SUPPLIED RECORDS:
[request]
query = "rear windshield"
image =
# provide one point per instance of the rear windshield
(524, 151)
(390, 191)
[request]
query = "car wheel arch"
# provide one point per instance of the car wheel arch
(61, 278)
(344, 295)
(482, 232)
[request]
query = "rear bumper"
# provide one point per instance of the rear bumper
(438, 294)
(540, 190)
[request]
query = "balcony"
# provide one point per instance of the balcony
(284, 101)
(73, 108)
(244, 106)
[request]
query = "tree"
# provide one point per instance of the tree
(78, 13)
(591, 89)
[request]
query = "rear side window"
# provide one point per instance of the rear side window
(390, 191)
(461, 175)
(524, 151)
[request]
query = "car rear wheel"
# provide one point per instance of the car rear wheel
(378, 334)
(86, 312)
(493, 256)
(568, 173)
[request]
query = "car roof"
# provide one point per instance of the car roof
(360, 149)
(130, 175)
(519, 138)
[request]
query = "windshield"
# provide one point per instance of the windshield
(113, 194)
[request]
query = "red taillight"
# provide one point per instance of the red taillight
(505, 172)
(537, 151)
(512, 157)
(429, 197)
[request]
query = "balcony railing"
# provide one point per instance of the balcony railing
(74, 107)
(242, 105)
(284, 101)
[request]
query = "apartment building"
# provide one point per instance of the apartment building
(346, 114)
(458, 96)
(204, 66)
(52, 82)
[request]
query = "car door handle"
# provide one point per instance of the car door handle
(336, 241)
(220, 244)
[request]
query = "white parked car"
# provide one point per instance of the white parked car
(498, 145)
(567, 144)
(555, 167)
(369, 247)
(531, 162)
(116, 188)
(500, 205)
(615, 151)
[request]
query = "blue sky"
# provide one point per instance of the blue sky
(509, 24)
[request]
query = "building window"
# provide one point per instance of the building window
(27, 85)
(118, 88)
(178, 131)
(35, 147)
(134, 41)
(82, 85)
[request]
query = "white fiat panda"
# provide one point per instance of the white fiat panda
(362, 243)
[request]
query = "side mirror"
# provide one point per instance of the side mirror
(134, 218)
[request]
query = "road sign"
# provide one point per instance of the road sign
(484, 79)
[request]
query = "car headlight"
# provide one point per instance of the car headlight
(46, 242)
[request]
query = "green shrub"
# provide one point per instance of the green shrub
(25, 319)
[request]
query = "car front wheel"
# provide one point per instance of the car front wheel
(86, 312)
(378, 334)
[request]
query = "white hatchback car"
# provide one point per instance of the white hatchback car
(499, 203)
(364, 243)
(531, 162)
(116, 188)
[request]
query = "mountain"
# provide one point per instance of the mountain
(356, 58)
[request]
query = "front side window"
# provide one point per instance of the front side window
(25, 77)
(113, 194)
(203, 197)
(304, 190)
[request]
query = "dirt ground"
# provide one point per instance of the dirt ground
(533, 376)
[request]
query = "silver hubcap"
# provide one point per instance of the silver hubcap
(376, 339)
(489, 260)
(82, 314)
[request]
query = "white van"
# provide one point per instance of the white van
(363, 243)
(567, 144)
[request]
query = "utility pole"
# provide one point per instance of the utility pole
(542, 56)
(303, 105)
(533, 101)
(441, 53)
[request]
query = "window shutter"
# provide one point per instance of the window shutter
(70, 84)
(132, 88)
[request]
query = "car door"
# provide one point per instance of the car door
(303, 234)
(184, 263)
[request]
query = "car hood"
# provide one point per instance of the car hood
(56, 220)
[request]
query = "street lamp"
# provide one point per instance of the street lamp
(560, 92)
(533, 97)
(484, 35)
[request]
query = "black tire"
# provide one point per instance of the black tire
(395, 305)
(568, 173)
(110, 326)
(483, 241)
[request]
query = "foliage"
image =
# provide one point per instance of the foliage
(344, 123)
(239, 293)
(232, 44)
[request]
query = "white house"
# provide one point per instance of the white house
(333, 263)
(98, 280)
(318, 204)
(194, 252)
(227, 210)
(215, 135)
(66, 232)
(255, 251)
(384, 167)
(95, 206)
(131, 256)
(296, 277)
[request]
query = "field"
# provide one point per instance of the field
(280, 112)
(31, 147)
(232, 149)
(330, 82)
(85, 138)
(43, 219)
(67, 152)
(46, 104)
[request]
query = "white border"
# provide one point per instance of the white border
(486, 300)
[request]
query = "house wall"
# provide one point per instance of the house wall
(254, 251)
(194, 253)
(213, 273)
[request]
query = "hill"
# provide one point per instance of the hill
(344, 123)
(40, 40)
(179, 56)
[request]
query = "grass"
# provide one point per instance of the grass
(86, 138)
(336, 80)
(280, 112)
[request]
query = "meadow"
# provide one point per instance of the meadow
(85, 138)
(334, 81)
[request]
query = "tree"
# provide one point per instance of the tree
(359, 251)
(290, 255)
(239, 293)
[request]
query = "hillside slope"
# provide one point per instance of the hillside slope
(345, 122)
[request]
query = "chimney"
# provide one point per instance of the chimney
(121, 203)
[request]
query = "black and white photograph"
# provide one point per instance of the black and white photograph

GOAL OF THE EXERCISE:
The task calls for all the records above to be repeated exactly.

SOLUTION FOR THIS TASK:
[request]
query = "rear windshield"
image =
# provide one point per instance of the rear windshield
(524, 151)
(390, 191)
[request]
query = "car wheel arch"
# provide one point per instance of the car wheel arch
(61, 278)
(344, 295)
(482, 232)
[request]
query = "rear bumper"
# provide one point per instance of the rear bumper
(438, 294)
(540, 190)
[request]
query = "balcony"
# provide one point per instance of the balcony
(284, 101)
(73, 108)
(244, 106)
[request]
query = "tree"
# provide one point per instance of the tree
(78, 13)
(591, 89)
[request]
query = "rear side window"
# provide one point per instance of the rear side window
(390, 191)
(461, 175)
(524, 151)
[request]
query = "car rear wheel"
# provide one point per instance of the car rear wheel
(378, 334)
(86, 312)
(493, 256)
(568, 173)
[request]
query = "car roof"
# provide one point per instance of the car roof
(360, 149)
(130, 175)
(519, 138)
[request]
query = "windshield"
# provide one point per instance of the windshield
(113, 194)
[request]
query = "red taillight"
# provide one point per instance of the red taillight
(505, 172)
(537, 151)
(512, 157)
(429, 197)
[request]
query = "balcony railing"
# provide one point per instance of the balcony railing
(74, 107)
(242, 105)
(284, 101)
[request]
query = "apartment building"
# provide one point per instance of the apartment building
(346, 114)
(458, 96)
(204, 66)
(52, 82)
[request]
query = "car door handle"
# provide one point per instance of the car door handle
(336, 241)
(220, 244)
[request]
query = "white parked car"
# provide one point per instance of the white parked car
(498, 145)
(567, 144)
(555, 167)
(369, 247)
(531, 162)
(116, 188)
(500, 205)
(615, 151)
[request]
query = "blue sky"
# provide one point per instance of the blue sky
(509, 24)
[request]
query = "building window"
# provide one point per instance of the building window
(27, 85)
(118, 88)
(178, 131)
(35, 147)
(134, 41)
(82, 85)
[request]
query = "white fiat panda"
# provide one point per instance of the white fiat panda
(362, 243)
[request]
query = "side mirror"
# provide one point per instance of the side mirror
(134, 218)
[request]
query = "road sign"
# provide one point per instance of the road sign
(484, 79)
[request]
query = "car headlight"
# provide one point per instance of the car headlight
(46, 242)
[request]
query = "green shrub"
# provide one point per instance of the green shrub
(25, 319)
[request]
query = "car front wheel"
# provide one point per instance of the car front wheel
(86, 312)
(378, 334)
[request]
query = "white hatchback car"
# provide one point per instance of the white hatchback car
(499, 203)
(364, 243)
(531, 162)
(116, 188)
[request]
query = "mountain"
# provide one point per instance of the mountain
(356, 58)
[request]
query = "front side window"
# provide one point per instance of the front side window
(25, 77)
(113, 194)
(203, 197)
(304, 190)
[request]
query = "dirt ground"
# provide one point per instance of the dirt ground
(533, 376)
[request]
query = "silver hubcap"
# provide one point per instance of the silver hubcap
(376, 339)
(489, 260)
(82, 314)
[request]
query = "white van"
# provide one point per instance of the white van
(363, 243)
(567, 144)
[request]
query = "utility pole"
# provide one point per instance of the utility pole
(542, 56)
(303, 105)
(533, 101)
(441, 53)
[request]
query = "window shutter"
# provide one point per instance of the window shutter
(70, 84)
(132, 88)
[request]
query = "car door"
# provide one point per instance of the car door
(303, 234)
(184, 263)
[request]
query = "car hood"
# provide one point per instance of the car hood
(56, 220)
[request]
query = "street lamp"
# provide one point per instance of the street lamp
(560, 92)
(533, 97)
(484, 35)
[request]
query = "black tire"
# provide one point per instance of the black tire
(395, 305)
(568, 173)
(110, 326)
(483, 241)
[request]
query = "foliage"
image =
# provide one point per instance of the foliage
(344, 123)
(239, 293)
(232, 44)
[request]
query = "white house"
# provide one point per instance of the white house
(333, 263)
(98, 280)
(318, 204)
(194, 252)
(227, 210)
(215, 135)
(66, 232)
(255, 251)
(384, 167)
(95, 206)
(131, 256)
(296, 277)
[request]
query = "field"
# provide one point per instance of the field
(280, 112)
(31, 147)
(232, 149)
(330, 82)
(85, 138)
(43, 219)
(67, 152)
(46, 104)
[request]
query = "white border"
# provide one point per instance of the white border
(486, 300)
[request]
query = "house wall"
# provide one point per instance of the house wall
(254, 251)
(194, 253)
(213, 273)
[request]
query = "hill"
# provide one point per instance of the hill
(344, 123)
(40, 40)
(179, 56)
[request]
query = "grass"
# provide one point per instance of the grass
(86, 138)
(336, 80)
(280, 112)
[request]
query = "meadow"
# provide one point per instance of the meadow
(85, 138)
(334, 81)
[request]
query = "tree"
# provide one point per instance of the tree
(359, 251)
(290, 255)
(239, 293)
[request]
query = "hillside slope"
# provide one point per instance of the hillside slope
(345, 122)
[request]
query = "chimney"
# provide one point per instance of the chimney
(121, 203)
[request]
query = "black and white photograph"
# provide one point per instance of the black and white photograph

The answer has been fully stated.